## Tasks to complete
A – From the comments on kindness and politics, quote the passage starting with "David, with all" and going on through "Tom (New Jersey)".
B – Answer these questions using the comments on kindness and politics:
(i) According to Matthew Carnicelli, kindness is a choice rather than what?
(ii) According to Tom, to whom do conservatives think most kindness is best left?
(iii) Which workers paid by taxpayer money does Ana Luisa cite as an example?

Matthew Carnicelli (Brooklyn, NY)
David, with all due respect, kindness is a choice, not a skill. We choose to be kind, civil, and humane - or we choose not to be. I am a Democrat because I choose to be kind, to even err on the side of kindness, believing that kindness is the best policy, and that in most cases, if not all, kindness begets kindness (while hatred begets hatred). On the conservative side of our political divide, my bias towards kindness may appear foolishness - but err we must, and err I choose on the side of kindness. https://www.youtube.com/watch?v=VE7uBX8DdmE
Tom (New Jersey)
@Matthew Carnicelli Matthew, with all due respect, you are a Democrat because you feel that active government is a force for good. You believe that you can use the power of the government to appropriate resources from one group of citizens (taxes) and direct those resources to benefit another group of citizens (benefits), and thereby make the world a better place. A conservative believes that your use of the power of government is often an abuse that results in more harm (however unintended) than good. That conservative urges more restraint in the use of the power of government. Whether the actions you encourage the government to take are a kindness is entirely in the eye of the beholder. Conservatives observe that governments are rarely kind; most kindness is one on one, and best left to individuals. Both Democrats and Republicans believe they are kind and that the other is unkind. It would be foolish (and more than a little self righteous) to assume that the truth lies entirely with one side or the other.
Ana Luisa (Belgium)
@Tom The way you describe the position of a Democrat makes me believe you're a conservative ... am I right? Democrats don't believe that the government should tax one group in order to give that money to another group. They believe that IF "we the people" are the government, then the taxes paid by ALL citizens (even the poorest) will be used in such a way that ALL citizens benefit from it. You can't claim, for instance, that border patrol agents, whose salaries are paid by taxpayer money, somehow do not keep those who paid taxes safe, but only one group of citizens that does not pay for it. Democrats also believe that IF "we the people" govern, there's no reason to believe that we would by definition do more harm than good - especially when we base our decisions on science and proven facts. Like all big organizations, a government can make mistakes, and then it's up to us to correct them. I agree that real conservatives (but where are they today ... ?) tend to believe that it is best for all citizens to have a government that almost doesn't do anything, and such, being a conservative is in theory certainly perfectly compatible with having good intentions. In real life, however, the GOP constantly destroys government services that have been PROVEN to make people's lives better, so that is clearly being unkind (to say the least) ...
Ana Luisa (Belgium)

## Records
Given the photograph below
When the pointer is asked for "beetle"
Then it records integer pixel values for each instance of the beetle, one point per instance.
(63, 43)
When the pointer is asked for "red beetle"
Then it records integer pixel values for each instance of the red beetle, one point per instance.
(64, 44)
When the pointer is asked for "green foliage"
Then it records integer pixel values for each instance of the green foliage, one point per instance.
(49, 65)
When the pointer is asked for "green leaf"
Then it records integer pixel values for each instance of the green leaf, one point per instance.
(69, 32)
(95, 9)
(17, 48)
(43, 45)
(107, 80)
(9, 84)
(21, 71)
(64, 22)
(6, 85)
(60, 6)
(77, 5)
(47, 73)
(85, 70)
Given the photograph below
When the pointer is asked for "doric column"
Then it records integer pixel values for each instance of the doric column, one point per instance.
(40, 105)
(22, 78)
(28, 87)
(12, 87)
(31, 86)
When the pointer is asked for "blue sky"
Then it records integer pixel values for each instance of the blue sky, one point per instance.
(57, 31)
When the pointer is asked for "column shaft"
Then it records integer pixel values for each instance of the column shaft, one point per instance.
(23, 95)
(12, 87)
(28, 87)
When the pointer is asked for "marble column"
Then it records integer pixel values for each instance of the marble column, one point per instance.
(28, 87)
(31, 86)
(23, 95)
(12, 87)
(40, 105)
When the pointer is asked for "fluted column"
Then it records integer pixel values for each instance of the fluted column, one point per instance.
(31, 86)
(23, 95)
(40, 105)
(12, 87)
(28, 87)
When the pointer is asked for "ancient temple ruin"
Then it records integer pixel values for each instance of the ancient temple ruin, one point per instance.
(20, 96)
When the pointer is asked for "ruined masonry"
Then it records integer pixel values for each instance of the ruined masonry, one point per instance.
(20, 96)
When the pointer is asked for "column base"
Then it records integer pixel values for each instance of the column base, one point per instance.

## Outputs by task
A –
David, with all due respect, kindness is a choice, not a skill. We choose to be kind, civil, and humane - or we choose not to be. I am a Democrat because I choose to be kind, to even err on the side of kindness, believing that kindness is the best policy, and that in most cases, if not all, kindness begets kindness (while hatred begets hatred). On the conservative side of our political divide, my bias towards kindness may appear foolishness - but err we must, and err I choose on the side of kindness. https://www.youtube.com/watch?v=VE7uBX8DdmE
Tom (New Jersey)

B –
(i) A skill.
(ii) Individuals.
(iii) Border patrol agents.